#### Input for this task

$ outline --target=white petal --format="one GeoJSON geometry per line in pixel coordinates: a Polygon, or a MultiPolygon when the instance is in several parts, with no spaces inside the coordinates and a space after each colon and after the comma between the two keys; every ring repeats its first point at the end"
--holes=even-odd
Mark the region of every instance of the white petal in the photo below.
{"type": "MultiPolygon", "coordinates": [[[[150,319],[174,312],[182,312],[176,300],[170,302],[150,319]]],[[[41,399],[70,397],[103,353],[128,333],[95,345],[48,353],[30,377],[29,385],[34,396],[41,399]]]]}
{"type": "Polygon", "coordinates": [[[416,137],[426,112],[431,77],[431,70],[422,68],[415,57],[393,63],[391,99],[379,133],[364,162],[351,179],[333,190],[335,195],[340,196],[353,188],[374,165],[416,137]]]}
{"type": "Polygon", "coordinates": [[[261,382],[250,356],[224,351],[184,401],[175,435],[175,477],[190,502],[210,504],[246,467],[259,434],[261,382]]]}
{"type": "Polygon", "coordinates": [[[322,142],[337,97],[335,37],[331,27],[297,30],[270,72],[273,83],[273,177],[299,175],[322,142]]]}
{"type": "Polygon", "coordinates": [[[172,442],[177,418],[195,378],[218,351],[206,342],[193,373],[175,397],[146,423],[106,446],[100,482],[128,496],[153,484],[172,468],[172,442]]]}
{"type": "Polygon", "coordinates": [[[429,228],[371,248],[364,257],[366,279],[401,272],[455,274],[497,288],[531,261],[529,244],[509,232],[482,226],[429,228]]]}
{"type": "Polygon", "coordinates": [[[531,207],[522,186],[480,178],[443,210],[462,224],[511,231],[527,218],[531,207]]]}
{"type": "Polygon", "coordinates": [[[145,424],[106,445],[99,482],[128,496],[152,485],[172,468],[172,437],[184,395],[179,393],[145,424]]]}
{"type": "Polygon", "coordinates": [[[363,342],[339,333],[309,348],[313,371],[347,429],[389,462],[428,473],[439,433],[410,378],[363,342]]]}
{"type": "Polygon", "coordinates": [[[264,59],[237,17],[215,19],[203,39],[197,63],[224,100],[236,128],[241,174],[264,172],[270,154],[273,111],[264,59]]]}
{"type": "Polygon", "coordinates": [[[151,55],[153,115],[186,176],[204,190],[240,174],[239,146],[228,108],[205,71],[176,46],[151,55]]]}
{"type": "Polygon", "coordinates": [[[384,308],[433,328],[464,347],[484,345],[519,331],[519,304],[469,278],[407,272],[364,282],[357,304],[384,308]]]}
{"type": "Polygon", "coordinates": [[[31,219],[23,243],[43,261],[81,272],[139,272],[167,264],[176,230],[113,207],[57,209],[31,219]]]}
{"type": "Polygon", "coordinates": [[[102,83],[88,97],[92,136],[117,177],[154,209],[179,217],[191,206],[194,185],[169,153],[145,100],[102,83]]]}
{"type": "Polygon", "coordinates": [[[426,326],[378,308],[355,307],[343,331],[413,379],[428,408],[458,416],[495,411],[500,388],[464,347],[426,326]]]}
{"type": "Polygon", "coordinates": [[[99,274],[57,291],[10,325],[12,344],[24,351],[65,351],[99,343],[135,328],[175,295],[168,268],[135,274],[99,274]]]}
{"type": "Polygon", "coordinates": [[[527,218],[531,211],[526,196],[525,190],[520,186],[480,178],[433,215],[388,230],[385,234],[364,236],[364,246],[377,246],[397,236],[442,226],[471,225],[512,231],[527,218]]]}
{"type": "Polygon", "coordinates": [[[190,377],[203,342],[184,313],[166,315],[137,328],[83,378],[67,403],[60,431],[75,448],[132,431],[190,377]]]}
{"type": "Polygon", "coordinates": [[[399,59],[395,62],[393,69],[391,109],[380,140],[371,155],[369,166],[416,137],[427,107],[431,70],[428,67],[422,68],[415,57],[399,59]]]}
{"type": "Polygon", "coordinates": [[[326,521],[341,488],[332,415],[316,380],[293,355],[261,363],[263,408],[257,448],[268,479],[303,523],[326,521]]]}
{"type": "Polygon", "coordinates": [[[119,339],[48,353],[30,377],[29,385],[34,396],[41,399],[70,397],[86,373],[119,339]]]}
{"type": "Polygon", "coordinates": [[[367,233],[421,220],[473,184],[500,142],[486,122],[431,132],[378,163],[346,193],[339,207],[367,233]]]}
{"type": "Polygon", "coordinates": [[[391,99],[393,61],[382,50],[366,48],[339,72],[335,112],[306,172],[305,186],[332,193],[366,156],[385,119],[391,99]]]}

########

§ Exercise aim: Extract each line from the listing above, please, and repeat it exactly.

§ Answer to the problem:
$ outline --target=white petal --format="one GeoJSON geometry per line in pixel coordinates: a Polygon, or a MultiPolygon when the instance is in several parts, with no spaces inside the coordinates and a space after each colon and after the comma between the two keys; every ring repeats its first point at the end"
--holes=even-odd
Mark the region of every instance of the white petal in the photo below.
{"type": "MultiPolygon", "coordinates": [[[[150,319],[174,312],[182,312],[176,300],[170,302],[150,319]]],[[[41,399],[70,397],[103,353],[128,333],[95,345],[48,353],[30,377],[29,385],[34,396],[41,399]]]]}
{"type": "Polygon", "coordinates": [[[416,137],[426,112],[431,77],[431,70],[422,68],[415,57],[393,63],[391,99],[379,133],[364,162],[351,179],[333,190],[335,195],[340,196],[353,188],[374,165],[416,137]]]}
{"type": "Polygon", "coordinates": [[[261,382],[250,356],[224,351],[184,401],[175,435],[175,477],[190,502],[210,504],[246,467],[259,434],[261,382]]]}
{"type": "Polygon", "coordinates": [[[322,142],[337,97],[335,37],[331,27],[297,30],[270,72],[273,83],[273,177],[299,175],[322,142]]]}
{"type": "Polygon", "coordinates": [[[172,442],[177,418],[195,378],[218,351],[206,342],[193,373],[175,397],[146,423],[106,446],[100,482],[128,496],[153,484],[172,468],[172,442]]]}
{"type": "Polygon", "coordinates": [[[429,228],[371,248],[364,257],[366,279],[401,272],[455,274],[497,288],[531,261],[529,244],[509,232],[482,226],[429,228]]]}
{"type": "Polygon", "coordinates": [[[531,207],[522,186],[480,178],[443,210],[462,224],[511,231],[527,218],[531,207]]]}
{"type": "Polygon", "coordinates": [[[145,424],[106,445],[99,482],[128,496],[152,485],[172,468],[172,437],[184,395],[179,393],[145,424]]]}
{"type": "Polygon", "coordinates": [[[363,342],[339,333],[309,348],[313,371],[347,429],[389,462],[428,473],[439,433],[410,378],[363,342]]]}
{"type": "Polygon", "coordinates": [[[264,59],[237,17],[215,19],[203,39],[197,63],[224,100],[236,128],[241,174],[264,172],[270,154],[273,111],[264,59]]]}
{"type": "Polygon", "coordinates": [[[151,55],[153,115],[186,176],[204,190],[240,174],[239,146],[228,108],[205,71],[176,46],[151,55]]]}
{"type": "Polygon", "coordinates": [[[384,308],[433,328],[464,347],[484,345],[519,331],[519,304],[469,278],[407,272],[364,282],[357,304],[384,308]]]}
{"type": "Polygon", "coordinates": [[[31,219],[23,243],[43,261],[81,272],[139,272],[167,264],[176,230],[113,207],[57,209],[31,219]]]}
{"type": "Polygon", "coordinates": [[[102,83],[88,97],[92,136],[117,177],[154,209],[179,217],[191,206],[194,185],[169,153],[145,100],[102,83]]]}
{"type": "Polygon", "coordinates": [[[426,326],[378,308],[355,307],[343,331],[413,379],[428,408],[458,416],[495,411],[500,388],[464,347],[426,326]]]}
{"type": "Polygon", "coordinates": [[[99,274],[57,291],[10,325],[12,344],[24,351],[65,351],[99,343],[135,328],[175,295],[168,268],[135,274],[99,274]]]}
{"type": "Polygon", "coordinates": [[[527,218],[531,211],[526,196],[525,190],[520,186],[480,178],[433,215],[388,230],[385,234],[364,236],[364,246],[377,246],[397,236],[442,226],[471,225],[512,231],[527,218]]]}
{"type": "Polygon", "coordinates": [[[190,377],[203,342],[184,313],[166,315],[137,328],[83,378],[67,403],[60,431],[75,448],[132,431],[190,377]]]}
{"type": "Polygon", "coordinates": [[[399,59],[395,62],[393,69],[391,109],[380,140],[371,155],[369,166],[416,137],[427,107],[431,70],[428,67],[422,68],[415,57],[399,59]]]}
{"type": "Polygon", "coordinates": [[[326,521],[341,488],[332,415],[316,380],[293,355],[261,363],[263,408],[257,448],[268,479],[303,523],[326,521]]]}
{"type": "Polygon", "coordinates": [[[119,339],[48,353],[30,377],[29,385],[34,396],[41,399],[70,397],[86,373],[119,339]]]}
{"type": "Polygon", "coordinates": [[[367,233],[421,220],[473,184],[500,142],[486,122],[431,132],[378,163],[346,193],[339,207],[367,233]]]}
{"type": "Polygon", "coordinates": [[[391,99],[393,61],[382,50],[366,48],[339,72],[335,112],[306,172],[305,186],[332,193],[366,156],[385,119],[391,99]]]}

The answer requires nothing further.